##### ZUM LESEN #####

Quelle: HBS
Böckler ImpulsLehrstellen: Betriebe bilden nicht genug aus
Demografisch bedingt müsste sich der Ausbildungsmarkt entspannen. Doch in jüngster Zeit gibt es offiziell wieder mehr erfolglose Bewerber. Das hat zum Teil statistische Gründe, liegt aber vor allem an der zuletzt rückläufigen Ausbildungsbereitschaft der Betriebe.
Das Bundesinstitut für Berufsbildung (BIBB) zählte 2014 etwa 810.000 ausbildungsinteressierte Jugendliche. Gut 520.000 von ihnen hatten bis zum Stichtag am 30. September eine Lehrstelle gefunden. 290.000 dagegen nicht. Die offizielle Erfolgsrechnung weist allerdings nur rund 80.000 gescheiterte Bewerber aus. Darauf machen Stephanie Matthes und Joachim G. Ulrich vom BIBB aufmerksam. Als erfolgloser Bewerber gezählt wird nämlich nur, wer am Stichtag beim Jobcenter als Ausbildung suchend gemeldet und allenfalls im Rahmen einer Überbrückungsmaßname der Arbeitsverwaltung beschäftigt ist. Die über 200.000 anderen „ehemaligen Bewerber“ des Jahres bleiben unberücksichtigt. Aus Umfragen ist allerdings bekannt, dass ein großer Teil von ihnen keineswegs eine gute Alternative zur Berufsausbildung gefunden hat, so Matthes und Ulrich. Eben weil sie keinen Ausbildungsplatz haben, schlagen sich viele mit Gelegenheitsjobs oder auf andere Weise durch.

#####

DEINE AUFGABEN
1. Wie viele ausbildungsinteressierte Jugendliche hat das BIBB laut dem Text über Lehrstellen im Jahr 2014 gezählt?
2. Schreib aus dem Text über Lehrstellen wortgetreu den Teil heraus, der zwischen „Quelle: HBS“ und „Ausbildungsbereitschaft der Betriebe.“ steht, beide eingeschlossen.
3. Stimmen diese Aussagen mit dem Text über Lehrstellen überein? Antworte jeweils mit Ja oder Nein und zitiere die entscheidenden Worte.
(a) Bis zum 30. September hatten gut 520.000 Jugendliche eine Lehrstelle gefunden.
(b) Die offizielle Erfolgsrechnung weist rund 290.000 gescheiterte Bewerber aus.
(c) Die höhere Zahl erfolgloser Bewerber hat vor allem statistische Gründe.

##### AUSGELESENE EINTRÄGE #####

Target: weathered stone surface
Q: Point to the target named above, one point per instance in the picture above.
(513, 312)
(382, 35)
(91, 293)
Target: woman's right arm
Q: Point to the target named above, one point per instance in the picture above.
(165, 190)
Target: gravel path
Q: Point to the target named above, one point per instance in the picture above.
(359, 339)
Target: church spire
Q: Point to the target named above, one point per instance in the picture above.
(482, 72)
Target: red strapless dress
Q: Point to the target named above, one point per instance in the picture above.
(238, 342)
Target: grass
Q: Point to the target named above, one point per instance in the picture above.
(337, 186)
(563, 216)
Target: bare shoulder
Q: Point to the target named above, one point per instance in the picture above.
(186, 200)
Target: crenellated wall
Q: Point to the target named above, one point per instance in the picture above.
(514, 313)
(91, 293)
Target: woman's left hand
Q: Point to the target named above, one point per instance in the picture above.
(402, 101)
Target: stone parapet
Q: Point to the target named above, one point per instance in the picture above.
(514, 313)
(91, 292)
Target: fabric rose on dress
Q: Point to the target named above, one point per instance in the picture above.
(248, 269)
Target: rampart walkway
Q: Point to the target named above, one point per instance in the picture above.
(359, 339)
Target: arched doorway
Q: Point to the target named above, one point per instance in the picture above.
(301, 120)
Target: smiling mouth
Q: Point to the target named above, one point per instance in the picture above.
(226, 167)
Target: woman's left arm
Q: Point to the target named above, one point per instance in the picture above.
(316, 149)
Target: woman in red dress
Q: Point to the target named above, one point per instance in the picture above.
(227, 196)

#####
##### AUSGELESENE EINTRÄGE #####

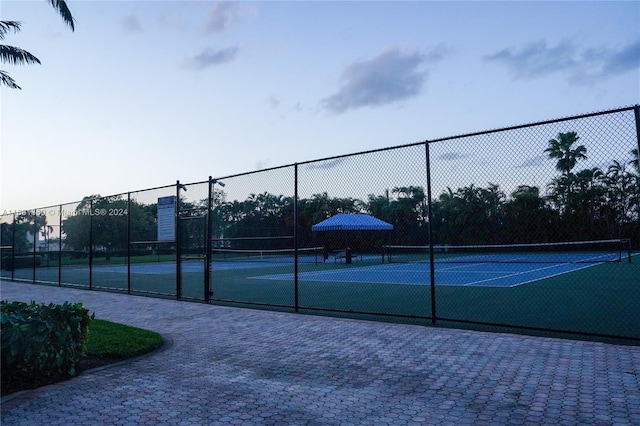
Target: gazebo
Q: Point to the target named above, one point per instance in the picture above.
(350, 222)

#####

DIE LÖSUNGEN
1. Etwa 810.000.

2.
Quelle: HBS
Böckler ImpulsLehrstellen: Betriebe bilden nicht genug aus
Demografisch bedingt müsste sich der Ausbildungsmarkt entspannen. Doch in jüngster Zeit gibt es offiziell wieder mehr erfolglose Bewerber. Das hat zum Teil statistische Gründe, liegt aber vor allem an der zuletzt rückläufigen Ausbildungsbereitschaft der Betriebe.

3.
(a) Ja: „Gut 520.000 von ihnen hatten bis zum Stichtag am 30. September eine Lehrstelle gefunden.“
(b) Nein: „Die offizielle Erfolgsrechnung weist allerdings nur rund 80.000 gescheiterte Bewerber aus.“
(c) Nein: „Das hat zum Teil statistische Gründe, liegt aber vor allem an der zuletzt rückläufigen Ausbildungsbereitschaft der Betriebe.“